Le
voyage au pays de la quatrième dimension date de plus d'un siècle. Il a fait l'objet d'une nouvelle édition de
Flatland Editeur, en référence à l'ouvrage éponyme d'
Edwin A. Abbott qui imaginait la manière dont seraient racontées les aventures de personnages vivant dans un monde à deux dimensions. Avec Gaston de Pawlowski, nous sommes cette fois invités à voyager non dans le temps mais dans la quatrième dimension, qui rend vaine toute notion d'espace-temps. Les aventures qui surviennent dans ce cadre sont essentiellement conceptuelles. Détachées les unes des autres, car elles surviennent toutes avant de mourir d'incompatibilité avec la vie de la troisième dimension qui persiste, elles peuvent se lire indépendamment à partir du chapitre du Léviathan. Les chapitres précédents constituent en effet une forme de justification de la manière dont l'introduction de l'idée de la quatrième dimension donnera forme aux spéculations délicieuses qui suivront. Ainsi, pour la première fois peut-être de ma vie, j'ai réussi à suivre entièrement l'intrigue d'un roman de science-fiction.

▶ _DONNÉES FOURNIES_
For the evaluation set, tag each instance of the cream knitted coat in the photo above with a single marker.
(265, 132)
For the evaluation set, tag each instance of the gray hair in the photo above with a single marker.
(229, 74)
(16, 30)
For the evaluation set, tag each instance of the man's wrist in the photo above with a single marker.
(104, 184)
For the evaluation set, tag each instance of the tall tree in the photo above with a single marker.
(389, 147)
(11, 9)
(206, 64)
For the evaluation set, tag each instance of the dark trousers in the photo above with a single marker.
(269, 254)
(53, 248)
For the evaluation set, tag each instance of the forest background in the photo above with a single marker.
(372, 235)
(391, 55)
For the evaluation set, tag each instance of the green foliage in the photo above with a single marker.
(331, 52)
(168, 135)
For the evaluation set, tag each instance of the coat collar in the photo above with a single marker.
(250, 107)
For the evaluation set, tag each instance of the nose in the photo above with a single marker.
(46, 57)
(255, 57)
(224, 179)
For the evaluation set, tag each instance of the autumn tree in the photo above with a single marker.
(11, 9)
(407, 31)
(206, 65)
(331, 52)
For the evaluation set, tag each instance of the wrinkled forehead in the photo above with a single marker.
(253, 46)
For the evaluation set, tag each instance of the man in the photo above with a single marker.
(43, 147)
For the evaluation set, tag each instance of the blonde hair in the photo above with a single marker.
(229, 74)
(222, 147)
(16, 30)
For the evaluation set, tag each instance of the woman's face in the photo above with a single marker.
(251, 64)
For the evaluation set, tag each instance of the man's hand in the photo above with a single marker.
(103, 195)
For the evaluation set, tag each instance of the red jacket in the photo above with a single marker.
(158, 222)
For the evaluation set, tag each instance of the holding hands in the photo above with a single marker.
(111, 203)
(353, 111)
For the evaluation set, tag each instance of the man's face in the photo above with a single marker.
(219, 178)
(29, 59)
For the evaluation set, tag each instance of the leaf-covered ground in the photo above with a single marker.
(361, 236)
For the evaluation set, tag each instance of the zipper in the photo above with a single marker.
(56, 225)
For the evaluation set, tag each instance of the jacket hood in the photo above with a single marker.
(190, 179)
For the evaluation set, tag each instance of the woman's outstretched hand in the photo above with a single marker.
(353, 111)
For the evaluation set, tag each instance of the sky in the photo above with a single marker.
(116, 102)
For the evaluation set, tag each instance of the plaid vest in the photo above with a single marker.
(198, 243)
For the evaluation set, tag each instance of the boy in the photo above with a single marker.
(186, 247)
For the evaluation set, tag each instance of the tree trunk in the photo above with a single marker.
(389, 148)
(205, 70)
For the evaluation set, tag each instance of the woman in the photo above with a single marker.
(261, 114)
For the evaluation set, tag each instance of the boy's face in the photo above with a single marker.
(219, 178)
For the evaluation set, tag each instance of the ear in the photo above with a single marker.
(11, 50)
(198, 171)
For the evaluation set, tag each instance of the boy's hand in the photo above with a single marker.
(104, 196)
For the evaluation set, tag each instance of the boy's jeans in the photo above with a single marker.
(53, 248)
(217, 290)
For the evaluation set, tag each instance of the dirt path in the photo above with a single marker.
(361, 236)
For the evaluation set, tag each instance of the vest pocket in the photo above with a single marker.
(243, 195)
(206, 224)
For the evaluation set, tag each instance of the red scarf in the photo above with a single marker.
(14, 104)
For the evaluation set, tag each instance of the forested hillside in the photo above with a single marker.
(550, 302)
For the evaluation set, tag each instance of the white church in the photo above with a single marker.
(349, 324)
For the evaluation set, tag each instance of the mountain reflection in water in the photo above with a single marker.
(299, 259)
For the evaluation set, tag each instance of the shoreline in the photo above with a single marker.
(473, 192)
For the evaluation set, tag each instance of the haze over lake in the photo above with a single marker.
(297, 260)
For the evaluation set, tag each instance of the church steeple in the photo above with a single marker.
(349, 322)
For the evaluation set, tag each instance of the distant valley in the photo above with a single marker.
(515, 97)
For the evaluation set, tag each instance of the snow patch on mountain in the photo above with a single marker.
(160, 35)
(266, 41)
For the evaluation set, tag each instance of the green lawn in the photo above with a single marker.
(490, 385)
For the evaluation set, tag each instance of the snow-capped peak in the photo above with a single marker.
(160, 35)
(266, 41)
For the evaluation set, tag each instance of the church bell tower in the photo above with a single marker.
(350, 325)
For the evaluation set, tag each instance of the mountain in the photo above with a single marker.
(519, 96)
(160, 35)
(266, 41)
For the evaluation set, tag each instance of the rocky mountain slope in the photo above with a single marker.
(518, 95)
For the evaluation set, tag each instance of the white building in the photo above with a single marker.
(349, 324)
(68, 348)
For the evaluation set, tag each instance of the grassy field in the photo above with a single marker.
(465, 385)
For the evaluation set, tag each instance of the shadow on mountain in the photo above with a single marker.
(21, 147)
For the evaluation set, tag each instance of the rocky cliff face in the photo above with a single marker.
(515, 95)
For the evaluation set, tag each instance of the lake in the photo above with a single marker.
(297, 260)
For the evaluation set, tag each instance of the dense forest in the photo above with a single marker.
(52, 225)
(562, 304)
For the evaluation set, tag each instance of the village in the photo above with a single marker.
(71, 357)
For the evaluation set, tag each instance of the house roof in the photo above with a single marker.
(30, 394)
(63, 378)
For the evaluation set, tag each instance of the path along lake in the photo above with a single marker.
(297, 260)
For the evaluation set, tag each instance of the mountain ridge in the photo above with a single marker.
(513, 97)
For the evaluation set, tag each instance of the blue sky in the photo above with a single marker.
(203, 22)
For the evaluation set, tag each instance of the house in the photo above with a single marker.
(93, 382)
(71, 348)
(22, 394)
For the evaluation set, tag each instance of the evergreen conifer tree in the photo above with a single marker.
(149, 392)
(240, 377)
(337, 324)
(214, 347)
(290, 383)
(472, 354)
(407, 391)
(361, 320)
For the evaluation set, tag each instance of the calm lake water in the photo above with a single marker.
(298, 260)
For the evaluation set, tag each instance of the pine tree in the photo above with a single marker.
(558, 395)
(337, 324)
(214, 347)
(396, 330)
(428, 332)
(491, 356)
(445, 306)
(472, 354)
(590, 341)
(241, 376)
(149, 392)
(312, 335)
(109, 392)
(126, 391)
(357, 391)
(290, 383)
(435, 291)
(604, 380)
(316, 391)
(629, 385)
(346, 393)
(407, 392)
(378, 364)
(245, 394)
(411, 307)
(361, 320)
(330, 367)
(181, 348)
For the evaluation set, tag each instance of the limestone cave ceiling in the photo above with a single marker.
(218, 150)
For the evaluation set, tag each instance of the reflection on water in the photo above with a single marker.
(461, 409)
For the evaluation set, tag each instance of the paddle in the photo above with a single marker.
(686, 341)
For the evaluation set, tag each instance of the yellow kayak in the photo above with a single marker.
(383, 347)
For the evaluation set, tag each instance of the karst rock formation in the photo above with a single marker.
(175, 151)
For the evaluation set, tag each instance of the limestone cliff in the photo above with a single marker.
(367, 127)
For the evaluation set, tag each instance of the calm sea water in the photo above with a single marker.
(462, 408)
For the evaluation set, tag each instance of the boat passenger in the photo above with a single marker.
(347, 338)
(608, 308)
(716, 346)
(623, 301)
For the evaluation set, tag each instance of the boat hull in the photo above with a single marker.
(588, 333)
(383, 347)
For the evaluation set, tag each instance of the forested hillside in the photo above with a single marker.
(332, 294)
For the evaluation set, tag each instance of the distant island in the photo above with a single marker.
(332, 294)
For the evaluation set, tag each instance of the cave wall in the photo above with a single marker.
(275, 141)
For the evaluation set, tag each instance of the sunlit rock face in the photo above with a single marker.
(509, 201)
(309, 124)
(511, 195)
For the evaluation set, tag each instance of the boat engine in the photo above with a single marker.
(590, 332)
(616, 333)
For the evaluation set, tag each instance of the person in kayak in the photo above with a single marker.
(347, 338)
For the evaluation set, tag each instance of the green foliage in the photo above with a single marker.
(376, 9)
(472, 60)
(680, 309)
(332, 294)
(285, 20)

▶ _TÂCHE À TRAITER_
Prolongez le compte rendu sur le Voyage au pays de la quatrième dimension à partir de sa dernière phrase.

▶ _RÉSULTAT DE LA TÂCHE_
La quatrième dimension, selon
Gaston de Pawlowski, ne saurait être considérée « comme une quatrième mesure ajoutée aux trois autres, mais plutôt comme une façon platonicienne d'entendre l'univers, sans qu'il soit besoin pour cela de se brouiller avec
Aristote, comme une méthode d'évasion permettant de comprendre les choses sous leur aspect éternel et immuable et de se libérer du mouvement en quantité pour ne plus atteindre que la seule qualité des faits ». Elle devient ainsi le prétexte servant à décrire la tendance des collectivités humaines à se fondre dans l'indifférenciation totalitaire, au lieu que l'homme cherche individuellement à tendre vers cette idée d'une transcendance qui lui parviendrait comme reflet de la quatrième dimension. Que ferait l'homme s'il parvenait à instrumentaliser dans le monde de la troisième dimension les caractéristiques propres à la quatrième dimension ?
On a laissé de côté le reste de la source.